#### Description of the task
Write out the passage of the GENDA news article between "GENDA would solidify" and "to be signed.", inclusive, word for word.

[Text provided Boundary: Start]

JAMESTOWN – Human rights groups and equality advocates from across New York are celebrating the historic passage of the Gender Expression Non-Discrimination Act (GENDA) by the state legislature, as well as legislation protecting LGBTQ youth in the state from the practice of so-called “conversion therapy.”
GENDA would solidify existing law by explicitly adding gender identity and expression to the New York Human Rights Law. The bill has passed the New York Assembly eleven times, and Tuesday marked the first time it has passed in the State Senate. It now heads to Governor Andrew Cuomo’s desk to be signed.
Long-time LGBTQ Advocate and Jamestown Resident Greg Rabb said the GENDA legislation was long overdue.
“As an openly gay man I know what it’s like to be discriminated against,” Rabb told WRFA on Wednesday. “I also know how hard we worked to pass SONDA – the Sexual Orientation Non Discrimination Act – quite some time ago, which made it illegal to discriminate against gay and lesbian people. But when we got that done, sadly transgender individuals were left behind with the promise that we would come and get you. We were working at that promise for so long, I know SONDA was signed into law by Gov. Pataki so we’re going way back.”
Rabb added that with the passage of GENDA, individuals who are trans or gender nonconforming can feel more accepted by society, which is crucial for the mental health and well being.
“Those of use in the movement argue that transgender rights are human rights and if transgender folks can’t live their life as how they’re meant to be, then how can they get on with the rest of their life?” Rabb asks, adding, “If you look at the statistics last year there was a record number of murders in the U.S. against transgender individuals and a record number of violent acts. In addition to that the suicide rate is horrific. The number of trans individuals who attempt suicide and sadly succeed is significantly higher than any other group in the country. So I argue we are saving people’s lives. How can you be against that?”
Not every one was in favor of the GENDA legislation. In fact, both of Chautauqua County’s representatives in Alabny – Senator Cathy Young and Assemblyman Andy Goodell – voted against the measure, despite efforts by Rabb and others to convince them it was something they should support.

[Text provided Boundary: End]
[The data Boundary: Start]

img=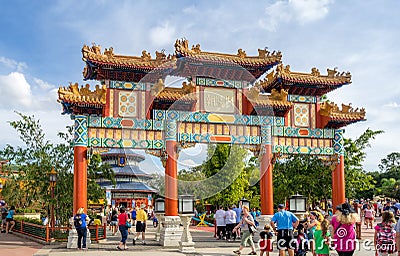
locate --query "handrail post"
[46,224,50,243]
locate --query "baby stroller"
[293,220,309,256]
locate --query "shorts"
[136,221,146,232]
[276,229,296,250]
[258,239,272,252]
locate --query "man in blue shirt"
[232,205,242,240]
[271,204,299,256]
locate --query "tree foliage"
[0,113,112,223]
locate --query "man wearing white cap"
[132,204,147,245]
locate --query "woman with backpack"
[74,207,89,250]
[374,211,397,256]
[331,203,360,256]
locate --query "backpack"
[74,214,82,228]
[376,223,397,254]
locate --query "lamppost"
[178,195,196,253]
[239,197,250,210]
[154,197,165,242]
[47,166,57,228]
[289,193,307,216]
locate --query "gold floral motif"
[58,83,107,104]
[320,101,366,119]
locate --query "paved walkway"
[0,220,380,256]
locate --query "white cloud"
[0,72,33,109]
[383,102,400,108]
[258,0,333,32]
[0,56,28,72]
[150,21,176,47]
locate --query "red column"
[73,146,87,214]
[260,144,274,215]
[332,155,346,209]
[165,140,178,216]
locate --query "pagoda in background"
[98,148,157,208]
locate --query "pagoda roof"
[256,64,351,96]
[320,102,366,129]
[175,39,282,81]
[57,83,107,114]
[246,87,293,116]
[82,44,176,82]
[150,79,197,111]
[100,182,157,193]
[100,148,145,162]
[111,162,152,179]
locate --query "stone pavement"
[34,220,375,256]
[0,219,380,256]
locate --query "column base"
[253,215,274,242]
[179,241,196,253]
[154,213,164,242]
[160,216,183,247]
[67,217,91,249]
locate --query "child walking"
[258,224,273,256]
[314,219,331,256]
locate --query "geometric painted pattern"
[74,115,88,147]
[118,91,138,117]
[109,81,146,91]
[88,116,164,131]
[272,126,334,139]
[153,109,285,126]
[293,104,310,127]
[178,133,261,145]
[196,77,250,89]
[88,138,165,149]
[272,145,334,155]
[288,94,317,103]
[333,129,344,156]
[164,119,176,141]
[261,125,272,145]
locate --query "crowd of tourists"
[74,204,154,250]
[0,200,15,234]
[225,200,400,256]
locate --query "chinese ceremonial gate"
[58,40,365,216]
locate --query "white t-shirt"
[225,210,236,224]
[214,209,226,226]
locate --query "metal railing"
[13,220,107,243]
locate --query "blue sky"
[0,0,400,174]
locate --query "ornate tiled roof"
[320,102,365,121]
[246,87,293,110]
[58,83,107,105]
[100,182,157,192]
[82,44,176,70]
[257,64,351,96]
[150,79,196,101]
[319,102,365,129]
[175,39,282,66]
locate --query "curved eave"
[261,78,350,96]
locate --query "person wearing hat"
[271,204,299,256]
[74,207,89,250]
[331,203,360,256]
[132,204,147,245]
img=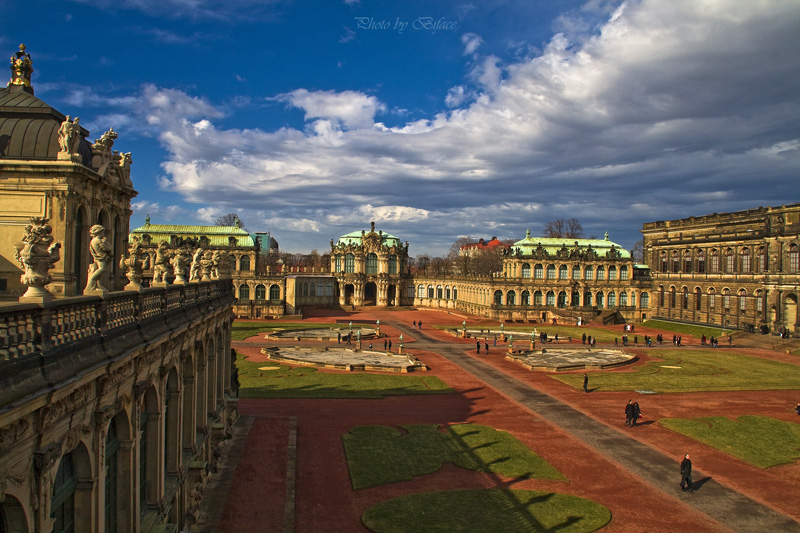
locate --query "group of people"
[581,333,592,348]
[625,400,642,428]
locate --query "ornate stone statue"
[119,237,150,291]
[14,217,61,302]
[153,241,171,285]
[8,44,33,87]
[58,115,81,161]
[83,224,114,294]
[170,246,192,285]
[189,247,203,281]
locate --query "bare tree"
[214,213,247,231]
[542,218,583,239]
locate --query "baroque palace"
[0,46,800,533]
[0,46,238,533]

[The data Boundary: End]

#### Written answer
GENDA would solidify existing law by explicitly adding gender identity and expression to the New York Human Rights Law. The bill has passed the New York Assembly eleven times, and Tuesday marked the first time it has passed in the State Senate. It now heads to Governor Andrew Cuomo’s desk to be signed.